** START OF SOURCE DATA **

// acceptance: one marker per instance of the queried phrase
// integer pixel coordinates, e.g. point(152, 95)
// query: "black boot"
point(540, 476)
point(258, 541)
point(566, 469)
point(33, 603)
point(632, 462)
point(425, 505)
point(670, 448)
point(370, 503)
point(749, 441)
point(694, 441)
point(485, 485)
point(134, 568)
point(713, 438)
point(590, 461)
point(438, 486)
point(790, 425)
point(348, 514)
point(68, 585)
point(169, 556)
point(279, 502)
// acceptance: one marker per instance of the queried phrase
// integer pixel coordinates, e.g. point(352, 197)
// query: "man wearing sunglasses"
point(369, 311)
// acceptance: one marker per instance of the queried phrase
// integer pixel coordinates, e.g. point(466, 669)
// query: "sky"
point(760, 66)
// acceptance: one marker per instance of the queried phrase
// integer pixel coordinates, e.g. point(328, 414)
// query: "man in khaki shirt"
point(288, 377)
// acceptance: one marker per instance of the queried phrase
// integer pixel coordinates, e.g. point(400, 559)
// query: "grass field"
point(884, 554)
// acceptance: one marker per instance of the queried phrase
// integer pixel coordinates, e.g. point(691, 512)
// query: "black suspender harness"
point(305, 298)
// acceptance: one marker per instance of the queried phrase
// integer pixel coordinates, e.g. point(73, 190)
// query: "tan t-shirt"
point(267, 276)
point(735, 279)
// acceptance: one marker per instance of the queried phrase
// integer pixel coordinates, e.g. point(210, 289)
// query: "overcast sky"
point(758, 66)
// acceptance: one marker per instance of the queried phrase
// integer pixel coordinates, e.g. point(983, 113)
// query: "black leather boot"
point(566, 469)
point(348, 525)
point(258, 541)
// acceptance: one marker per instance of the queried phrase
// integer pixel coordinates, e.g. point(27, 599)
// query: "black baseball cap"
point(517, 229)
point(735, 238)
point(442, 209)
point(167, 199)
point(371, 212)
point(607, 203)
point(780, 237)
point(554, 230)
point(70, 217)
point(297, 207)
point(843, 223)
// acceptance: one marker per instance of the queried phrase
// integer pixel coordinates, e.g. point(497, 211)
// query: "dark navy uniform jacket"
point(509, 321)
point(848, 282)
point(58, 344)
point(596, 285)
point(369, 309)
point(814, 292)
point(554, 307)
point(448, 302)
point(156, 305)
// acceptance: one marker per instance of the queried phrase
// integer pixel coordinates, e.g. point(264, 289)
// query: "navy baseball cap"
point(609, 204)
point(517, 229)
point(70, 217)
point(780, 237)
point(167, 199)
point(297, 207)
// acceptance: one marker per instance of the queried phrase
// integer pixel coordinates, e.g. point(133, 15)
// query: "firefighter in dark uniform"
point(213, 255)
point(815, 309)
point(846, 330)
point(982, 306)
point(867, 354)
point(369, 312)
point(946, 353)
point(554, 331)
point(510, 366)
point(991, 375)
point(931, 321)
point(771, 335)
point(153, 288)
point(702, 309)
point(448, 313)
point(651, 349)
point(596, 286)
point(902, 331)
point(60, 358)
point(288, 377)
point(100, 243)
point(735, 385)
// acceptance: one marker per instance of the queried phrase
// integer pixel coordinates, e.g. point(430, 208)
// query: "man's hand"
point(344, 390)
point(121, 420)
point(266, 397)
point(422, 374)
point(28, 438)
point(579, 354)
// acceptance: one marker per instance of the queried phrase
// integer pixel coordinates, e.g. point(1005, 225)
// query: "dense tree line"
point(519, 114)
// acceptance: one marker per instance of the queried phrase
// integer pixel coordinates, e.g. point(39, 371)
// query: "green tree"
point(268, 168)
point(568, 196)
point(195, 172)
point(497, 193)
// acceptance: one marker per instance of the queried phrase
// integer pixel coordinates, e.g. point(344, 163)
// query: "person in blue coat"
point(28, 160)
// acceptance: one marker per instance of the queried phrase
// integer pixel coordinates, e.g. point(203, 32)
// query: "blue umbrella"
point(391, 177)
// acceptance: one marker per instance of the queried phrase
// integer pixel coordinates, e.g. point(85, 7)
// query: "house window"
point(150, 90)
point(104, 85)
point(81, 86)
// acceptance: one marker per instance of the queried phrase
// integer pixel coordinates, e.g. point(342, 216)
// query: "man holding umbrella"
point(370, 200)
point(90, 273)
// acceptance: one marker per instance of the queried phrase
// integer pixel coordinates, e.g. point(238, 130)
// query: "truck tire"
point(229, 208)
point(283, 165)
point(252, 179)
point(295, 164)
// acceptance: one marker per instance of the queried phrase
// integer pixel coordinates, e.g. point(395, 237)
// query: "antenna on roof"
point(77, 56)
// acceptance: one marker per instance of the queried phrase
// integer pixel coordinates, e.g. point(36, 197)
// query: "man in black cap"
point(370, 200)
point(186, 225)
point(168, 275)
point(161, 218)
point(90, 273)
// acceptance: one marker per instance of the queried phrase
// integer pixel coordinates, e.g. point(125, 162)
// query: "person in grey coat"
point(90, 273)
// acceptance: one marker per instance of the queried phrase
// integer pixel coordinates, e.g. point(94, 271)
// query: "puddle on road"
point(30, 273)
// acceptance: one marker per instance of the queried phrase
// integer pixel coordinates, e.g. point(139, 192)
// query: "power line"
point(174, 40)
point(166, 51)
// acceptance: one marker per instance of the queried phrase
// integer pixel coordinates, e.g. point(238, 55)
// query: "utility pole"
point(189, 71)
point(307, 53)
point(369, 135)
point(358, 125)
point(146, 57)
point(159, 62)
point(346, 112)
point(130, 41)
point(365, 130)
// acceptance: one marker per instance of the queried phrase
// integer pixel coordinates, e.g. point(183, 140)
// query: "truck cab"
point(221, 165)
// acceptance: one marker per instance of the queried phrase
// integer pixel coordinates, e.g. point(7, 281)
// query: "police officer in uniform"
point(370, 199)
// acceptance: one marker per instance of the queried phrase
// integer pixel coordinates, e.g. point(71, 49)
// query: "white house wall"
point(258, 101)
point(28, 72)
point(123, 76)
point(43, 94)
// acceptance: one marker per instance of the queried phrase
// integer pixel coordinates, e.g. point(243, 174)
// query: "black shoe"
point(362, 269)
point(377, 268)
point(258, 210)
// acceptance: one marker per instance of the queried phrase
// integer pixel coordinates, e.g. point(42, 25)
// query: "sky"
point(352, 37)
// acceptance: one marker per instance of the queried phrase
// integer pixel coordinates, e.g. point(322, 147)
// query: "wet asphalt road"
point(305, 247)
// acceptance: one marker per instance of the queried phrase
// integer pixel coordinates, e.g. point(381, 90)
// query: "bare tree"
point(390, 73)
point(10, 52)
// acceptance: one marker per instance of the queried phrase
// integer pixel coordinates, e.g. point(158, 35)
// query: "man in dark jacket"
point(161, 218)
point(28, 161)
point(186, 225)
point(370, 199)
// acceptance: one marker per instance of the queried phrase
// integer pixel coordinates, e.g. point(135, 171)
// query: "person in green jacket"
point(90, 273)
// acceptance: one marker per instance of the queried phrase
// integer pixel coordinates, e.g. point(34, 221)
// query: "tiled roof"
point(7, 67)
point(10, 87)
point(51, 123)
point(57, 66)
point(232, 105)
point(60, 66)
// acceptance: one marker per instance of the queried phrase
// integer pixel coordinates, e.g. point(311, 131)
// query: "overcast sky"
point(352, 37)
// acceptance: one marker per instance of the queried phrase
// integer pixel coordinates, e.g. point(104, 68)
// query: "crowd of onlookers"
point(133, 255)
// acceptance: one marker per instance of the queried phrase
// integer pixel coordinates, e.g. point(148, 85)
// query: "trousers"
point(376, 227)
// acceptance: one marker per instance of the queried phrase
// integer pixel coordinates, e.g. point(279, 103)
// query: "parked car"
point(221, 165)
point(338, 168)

** END OF SOURCE DATA **

PROMPT - Can you give every line of the records above as a numbered list, with blank lines left out?

RESPONSE -
1. // acceptance: one marker per instance of the queried phrase
2. // integer pixel coordinates, e.g. point(152, 95)
3. // query: "black boot"
4. point(540, 476)
5. point(258, 541)
6. point(566, 469)
7. point(33, 603)
8. point(632, 462)
9. point(425, 505)
10. point(670, 448)
11. point(370, 503)
12. point(749, 441)
13. point(694, 441)
14. point(485, 485)
15. point(134, 568)
16. point(713, 438)
17. point(590, 461)
18. point(438, 486)
19. point(790, 425)
20. point(348, 514)
21. point(68, 585)
22. point(169, 556)
23. point(279, 502)
24. // acceptance: one marker per instance of the queried phrase
25. // integer pixel coordinates, e.g. point(352, 197)
26. // query: "man wearing sunglasses"
27. point(369, 311)
28. // acceptance: one marker per instance of the queried phrase
29. // integer pixel coordinates, e.g. point(466, 669)
30. // query: "sky"
31. point(760, 66)
32. // acceptance: one marker per instance of the queried phrase
33. // integer pixel coordinates, e.g. point(328, 414)
34. // query: "man in khaki shirt"
35. point(288, 377)
36. // acceptance: one marker per instance of the queried phrase
37. // integer pixel coordinates, e.g. point(400, 559)
38. // query: "grass field"
39. point(884, 554)
40. // acceptance: one marker per instance of the queried phrase
41. // integer pixel coordinates, e.g. point(691, 512)
42. // query: "black suspender harness"
43. point(305, 298)
44. // acceptance: one marker per instance of the queried phrase
45. // integer pixel coordinates, e.g. point(73, 190)
46. // query: "tan t-shirt"
47. point(267, 276)
48. point(735, 279)
49. // acceptance: one marker per instance of the queried phrase
50. // integer pixel coordinates, e.g. point(210, 289)
51. // query: "overcast sky"
52. point(758, 66)
53. // acceptance: one marker per instance of the queried phrase
54. // integer pixel coordinates, e.g. point(983, 113)
55. // query: "black leather boot"
56. point(566, 469)
57. point(348, 525)
58. point(258, 541)
59. // acceptance: one marker per instance of the queried phrase
60. // integer pixel coordinates, e.g. point(27, 599)
61. // query: "black baseball cap"
62. point(517, 229)
63. point(735, 238)
64. point(442, 209)
65. point(167, 199)
66. point(371, 212)
67. point(607, 203)
68. point(780, 237)
69. point(554, 230)
70. point(70, 217)
71. point(297, 207)
72. point(843, 223)
73. // acceptance: one marker per instance of the queried phrase
74. // integer pixel coordinates, e.g. point(497, 211)
75. // query: "dark navy uniform jacket"
76. point(509, 321)
77. point(848, 282)
78. point(58, 344)
79. point(596, 285)
80. point(369, 309)
81. point(814, 292)
82. point(554, 307)
83. point(448, 302)
84. point(156, 305)
85. // acceptance: one marker per instance of the queried phrase
86. // integer pixel coordinates, e.g. point(264, 289)
87. // query: "navy baseball cap"
88. point(609, 204)
89. point(517, 229)
90. point(70, 217)
91. point(780, 237)
92. point(167, 199)
93. point(297, 207)
94. // acceptance: one marker per instance of the queried phrase
95. // integer pixel coordinates, e.g. point(133, 15)
96. // query: "firefighter in dark uniform"
97. point(213, 255)
98. point(815, 309)
99. point(846, 330)
100. point(982, 306)
101. point(867, 354)
102. point(369, 312)
103. point(946, 353)
104. point(554, 331)
105. point(510, 366)
106. point(991, 375)
107. point(931, 321)
108. point(771, 335)
109. point(153, 288)
110. point(702, 309)
111. point(448, 313)
112. point(651, 349)
113. point(596, 286)
114. point(902, 331)
115. point(60, 358)
116. point(288, 377)
117. point(100, 243)
118. point(735, 385)
119. // acceptance: one marker per instance of the queried phrase
120. // integer pixel coordinates, e.g. point(430, 208)
121. // query: "man's hand"
122. point(344, 390)
123. point(121, 420)
124. point(266, 397)
125. point(422, 374)
126. point(28, 438)
127. point(579, 354)
128. // acceptance: one marker per instance of the queried phrase
129. // integer pixel coordinates, e.g. point(1005, 225)
130. // query: "dense tree line"
131. point(519, 114)
132. // acceptance: one marker per instance of the queried phrase
133. // integer pixel coordinates, e.g. point(39, 371)
134. // query: "green tree"
135. point(268, 168)
136. point(568, 196)
137. point(195, 172)
138. point(497, 193)
139. // acceptance: one marker per instance of the queried phrase
140. // integer pixel coordinates, e.g. point(344, 163)
141. // query: "person in blue coat"
142. point(28, 160)
143. // acceptance: one marker per instance of the queried phrase
144. // integer pixel coordinates, e.g. point(203, 32)
145. // query: "blue umbrella"
146. point(391, 177)
147. // acceptance: one marker per instance of the queried phrase
148. // integer pixel coordinates, e.g. point(85, 7)
149. // query: "house window"
150. point(150, 90)
151. point(104, 85)
152. point(81, 86)
153. // acceptance: one marker per instance of the queried phrase
154. // integer pixel coordinates, e.g. point(342, 216)
155. // query: "man holding umbrella"
156. point(370, 200)
157. point(90, 273)
158. // acceptance: one marker per instance of the queried phrase
159. // integer pixel coordinates, e.g. point(238, 130)
160. // query: "truck tire"
161. point(229, 208)
162. point(283, 165)
163. point(252, 179)
164. point(295, 164)
165. // acceptance: one marker per instance of the queried phrase
166. // integer pixel coordinates, e.g. point(395, 237)
167. // query: "antenna on roof"
168. point(77, 56)
169. // acceptance: one marker per instance of the queried phrase
170. // integer pixel coordinates, e.g. point(36, 197)
171. // query: "man in black cap"
172. point(370, 200)
173. point(186, 225)
174. point(168, 275)
175. point(161, 218)
176. point(90, 273)
177. // acceptance: one marker per instance of the queried phrase
178. // integer pixel coordinates, e.g. point(125, 162)
179. // query: "person in grey coat"
180. point(90, 273)
181. // acceptance: one marker per instance of the queried phrase
182. // integer pixel coordinates, e.g. point(94, 271)
183. // query: "puddle on road"
184. point(30, 273)
185. // acceptance: one marker per instance of the queried phrase
186. // integer pixel coordinates, e.g. point(139, 192)
187. // query: "power line"
188. point(174, 40)
189. point(166, 51)
190. // acceptance: one marker per instance of the queried phrase
191. // integer pixel coordinates, e.g. point(238, 55)
192. // query: "utility pole"
193. point(189, 71)
194. point(307, 53)
195. point(369, 135)
196. point(358, 125)
197. point(146, 57)
198. point(159, 62)
199. point(346, 112)
200. point(130, 41)
201. point(365, 130)
202. // acceptance: one marker per instance of the queried phrase
203. // integer pixel coordinates, e.g. point(183, 140)
204. // query: "truck cab"
205. point(221, 165)
206. // acceptance: one marker per instance of the queried phrase
207. // integer pixel coordinates, e.g. point(7, 281)
208. // query: "police officer in uniform"
209. point(370, 199)
210. // acceptance: one marker per instance of the queried phrase
211. // integer pixel coordinates, e.g. point(71, 49)
212. // query: "white house wall"
213. point(258, 101)
214. point(28, 72)
215. point(123, 76)
216. point(43, 94)
217. // acceptance: one marker per instance of the queried phrase
218. // integer pixel coordinates, e.g. point(243, 174)
219. // query: "black shoe"
220. point(362, 269)
221. point(377, 268)
222. point(258, 210)
223. // acceptance: one marker per instance of the queried phrase
224. // integer pixel coordinates, e.g. point(42, 25)
225. // query: "sky"
226. point(352, 37)
227. // acceptance: one marker per instance of the queried phrase
228. // integer pixel coordinates, e.g. point(322, 147)
229. // query: "wet asphalt road"
230. point(305, 247)
231. // acceptance: one marker per instance of the queried phrase
232. // integer pixel coordinates, e.g. point(381, 90)
233. // query: "bare tree"
234. point(390, 73)
235. point(10, 52)
236. // acceptance: one marker per instance of the queried phrase
237. // integer pixel coordinates, e.g. point(158, 35)
238. // query: "man in dark jacket"
239. point(161, 218)
240. point(28, 161)
241. point(186, 225)
242. point(370, 199)
243. // acceptance: one marker per instance of the queried phrase
244. // integer pixel coordinates, e.g. point(135, 171)
245. // query: "person in green jacket"
246. point(90, 273)
247. // acceptance: one marker per instance of the queried phrase
248. // integer pixel coordinates, e.g. point(34, 221)
249. // query: "tiled roof"
250. point(7, 67)
251. point(10, 87)
252. point(51, 123)
253. point(57, 66)
254. point(232, 105)
255. point(60, 66)
256. // acceptance: one marker per instance of the queried phrase
257. // integer pixel coordinates, e.g. point(311, 131)
258. // query: "overcast sky"
259. point(352, 37)
260. // acceptance: one marker per instance of the queried phrase
261. // integer pixel coordinates, e.g. point(104, 68)
262. // query: "crowd of onlookers"
263. point(133, 255)
264. // acceptance: one marker per instance of the queried phrase
265. // integer pixel coordinates, e.g. point(148, 85)
266. // query: "trousers"
267. point(376, 227)
268. // acceptance: one marker per instance of the queried phrase
269. // integer pixel coordinates, e.g. point(279, 103)
270. // query: "parked car"
271. point(221, 165)
272. point(338, 168)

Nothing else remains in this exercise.